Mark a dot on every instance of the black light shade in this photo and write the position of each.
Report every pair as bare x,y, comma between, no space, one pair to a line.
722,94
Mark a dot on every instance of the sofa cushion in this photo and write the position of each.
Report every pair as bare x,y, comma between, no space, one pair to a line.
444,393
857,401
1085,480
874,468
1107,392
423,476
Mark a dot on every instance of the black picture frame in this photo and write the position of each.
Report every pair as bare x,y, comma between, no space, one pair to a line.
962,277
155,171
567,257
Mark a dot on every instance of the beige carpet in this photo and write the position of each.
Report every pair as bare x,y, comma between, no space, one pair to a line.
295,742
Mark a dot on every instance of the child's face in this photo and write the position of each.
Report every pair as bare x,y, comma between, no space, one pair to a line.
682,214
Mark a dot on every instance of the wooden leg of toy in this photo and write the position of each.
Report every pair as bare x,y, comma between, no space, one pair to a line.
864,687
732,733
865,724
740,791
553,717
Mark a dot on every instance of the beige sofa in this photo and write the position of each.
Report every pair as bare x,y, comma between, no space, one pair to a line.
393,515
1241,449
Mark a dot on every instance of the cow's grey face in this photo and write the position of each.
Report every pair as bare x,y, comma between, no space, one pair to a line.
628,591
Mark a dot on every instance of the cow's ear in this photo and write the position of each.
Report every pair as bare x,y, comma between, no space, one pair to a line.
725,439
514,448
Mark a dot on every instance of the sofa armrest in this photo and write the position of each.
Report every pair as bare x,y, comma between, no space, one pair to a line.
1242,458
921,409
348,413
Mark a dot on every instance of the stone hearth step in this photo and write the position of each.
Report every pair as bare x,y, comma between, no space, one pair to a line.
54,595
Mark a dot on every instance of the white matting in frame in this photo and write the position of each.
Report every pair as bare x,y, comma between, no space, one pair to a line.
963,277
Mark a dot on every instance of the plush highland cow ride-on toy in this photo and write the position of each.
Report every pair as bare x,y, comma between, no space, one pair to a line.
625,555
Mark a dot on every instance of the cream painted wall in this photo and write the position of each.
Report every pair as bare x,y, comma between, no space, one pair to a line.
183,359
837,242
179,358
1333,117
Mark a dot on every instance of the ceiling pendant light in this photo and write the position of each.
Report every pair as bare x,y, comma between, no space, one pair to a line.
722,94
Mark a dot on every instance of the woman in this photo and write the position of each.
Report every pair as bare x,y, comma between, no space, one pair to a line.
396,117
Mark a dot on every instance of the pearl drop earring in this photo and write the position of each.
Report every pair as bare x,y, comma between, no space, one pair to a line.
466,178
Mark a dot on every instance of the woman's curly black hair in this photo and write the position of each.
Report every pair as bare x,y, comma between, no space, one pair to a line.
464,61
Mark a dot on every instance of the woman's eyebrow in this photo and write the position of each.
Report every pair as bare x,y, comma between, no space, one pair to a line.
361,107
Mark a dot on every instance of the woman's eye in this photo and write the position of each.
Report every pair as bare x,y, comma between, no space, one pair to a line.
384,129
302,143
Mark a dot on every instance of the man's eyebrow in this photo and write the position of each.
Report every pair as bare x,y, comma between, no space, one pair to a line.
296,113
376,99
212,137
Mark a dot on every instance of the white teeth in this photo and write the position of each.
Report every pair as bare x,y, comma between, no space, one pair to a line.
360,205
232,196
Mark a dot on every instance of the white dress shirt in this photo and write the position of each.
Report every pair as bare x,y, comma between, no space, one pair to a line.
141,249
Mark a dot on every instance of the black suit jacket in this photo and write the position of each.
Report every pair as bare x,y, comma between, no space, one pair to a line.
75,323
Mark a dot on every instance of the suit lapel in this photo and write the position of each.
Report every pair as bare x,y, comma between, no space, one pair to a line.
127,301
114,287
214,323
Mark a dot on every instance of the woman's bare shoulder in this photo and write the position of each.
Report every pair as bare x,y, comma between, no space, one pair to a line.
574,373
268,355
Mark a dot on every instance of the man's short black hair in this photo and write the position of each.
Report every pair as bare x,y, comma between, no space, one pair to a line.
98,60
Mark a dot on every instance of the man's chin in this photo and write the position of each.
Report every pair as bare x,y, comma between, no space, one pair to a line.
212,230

What to produce
Your task is to print all of the records exactly.

Response for this exercise
Mark a dot on every instance of the black light shade in this photo and write the position of each.
Report every pair as bare x,y, comma between, no space, one pair to a line.
722,94
Mark a dot on every instance of the sofa cushion in this photo and write the position of each.
Report every pair as bare x,y, comma between, no space, one pair to a line.
444,393
857,401
1085,480
874,468
1107,392
423,476
Mark a dot on every instance of the black picture frame in this photo and write the position of each.
Report every pair as bare x,y, comma between, no space, one pair to a line.
962,277
155,171
567,257
Mark a dot on every instance of the beige carpet in this photo and write the position of each.
Report every pair as bare x,y, comma between, no space, one pair to a line.
295,742
Mark a dot on every instance of the child's face in this photo and write the position of each.
Report every pair as bare x,y, comma between, no space, one pair to a line.
682,214
Mark a dot on every instance of the wooden leg of toy in this photo and write the position of each.
Report every pair as bare x,y, comma between, no space, one pair to a line.
864,687
732,733
865,724
740,791
553,717
Mark a dot on every instance of the beige sofa in this photo and write the position of each.
Report every pair as bare x,y, comma between, no space, one pair to a line.
393,515
1241,449
Mark a dot on every instance of the cow's grey face in this photo and write the position of each.
Report every pair as bare x,y, comma between, no space, one pair to a line.
628,591
Mark a dot on every instance of the cow's ear in this photo and write the position of each.
Report every pair as bare x,y, comma between, no space, one pair to a line.
725,439
514,448
Mark a dot on every instance of the sofa armrest in this photo and write the position of each.
Report every pair as bare x,y, comma between, no space, one pair to a line.
1242,458
921,409
348,413
Mark a dot on every instance of the stone hearth step in this photo and write the position of each.
Report every pair as bare x,y, comma between, no space, one pair to a line.
54,595
Mark a dot on every instance of the white matting in frame in this photo and write the position of each.
Report every pair as bare x,y, comma between, no space, one pair to a line.
963,277
Mark a dot on every instance of the plush highland cow ride-on toy in this photo and write the position of each.
Report every pair as bare x,y, comma between, no space, one pair to a line.
625,555
Mark a dot on every instance of the cream painted wall in this photo and write the position of each.
Report every pair as bare x,y, comma between, no space, one pair to a line.
183,359
837,242
179,358
1333,117
Mark a dot on every instance of the ceiling pendant light in this photo and write the position of each.
Report every pair as bare x,y, comma between, no space, one pair to a line.
722,94
Mark a dot on every instance of the woman in this photo and write the position of each.
Report every pair as bare x,y, comma between, no space, one pair to a line.
396,117
Mark a dot on every instance of the pearl drop earring in this photo and write the position of each.
Report every pair as bare x,y, comma between, no space, one pair to a line.
466,178
Mark a dot on every instance of the woman's curly black hair in this photo and write the position of each.
Report every pair as bare x,y, comma between, no space, one pair to a line.
464,61
Mark a dot on every instance of the woman's eyebrow in this photo and write the position of each.
Report every pair as bare x,y, comma between, no space, one pair to a line.
361,107
Mark a dot on every instance of the woman's eye in this photo and write the position of each.
Report every pair as bare x,y, comma between, no space, one pair to a line.
384,129
302,143
Mark a dot on every instance of the man's eyebrow in this photo and write the position of each.
Report every pair as bare x,y, comma between, no space, one pair to a line.
296,113
376,99
212,137
Mark a dot on every instance of the white teeth in this photo and write the position of each.
Report every pair as bare x,y, comma between, no space, one pair to a line.
360,205
232,196
Mark a dot on every instance of the white dress shirt in this photo and write the position of each.
Report every pair as bare x,y, comma between, no space, one pair to a line.
141,249
Mark a dot on every instance of the black suit jacket in this photo and write the position of each.
Report every pair as bare x,y, comma between, no space, one pair to a line.
75,323
Mark a dot on every instance of the suit lapel in this photo and write the position of each.
Report every pair as bare x,y, comma between, no space, one pair to a line.
127,301
114,287
214,323
Mark a dot on every instance of the woman's bare shoulder in this photo and write the position of each.
Report every pair as bare x,y, comma between, no space, one pair to a line.
574,373
268,355
Mark a dot on every instance of the man's short black hair in this photo and write the position of each.
Report every pair as bare x,y, comma between, no space, one pair to a line.
98,60
Mark a dot on every instance of the man's chin in this photo and write the position of each.
Report every pair as bare x,y, comma between, no space, one pair to a line.
212,230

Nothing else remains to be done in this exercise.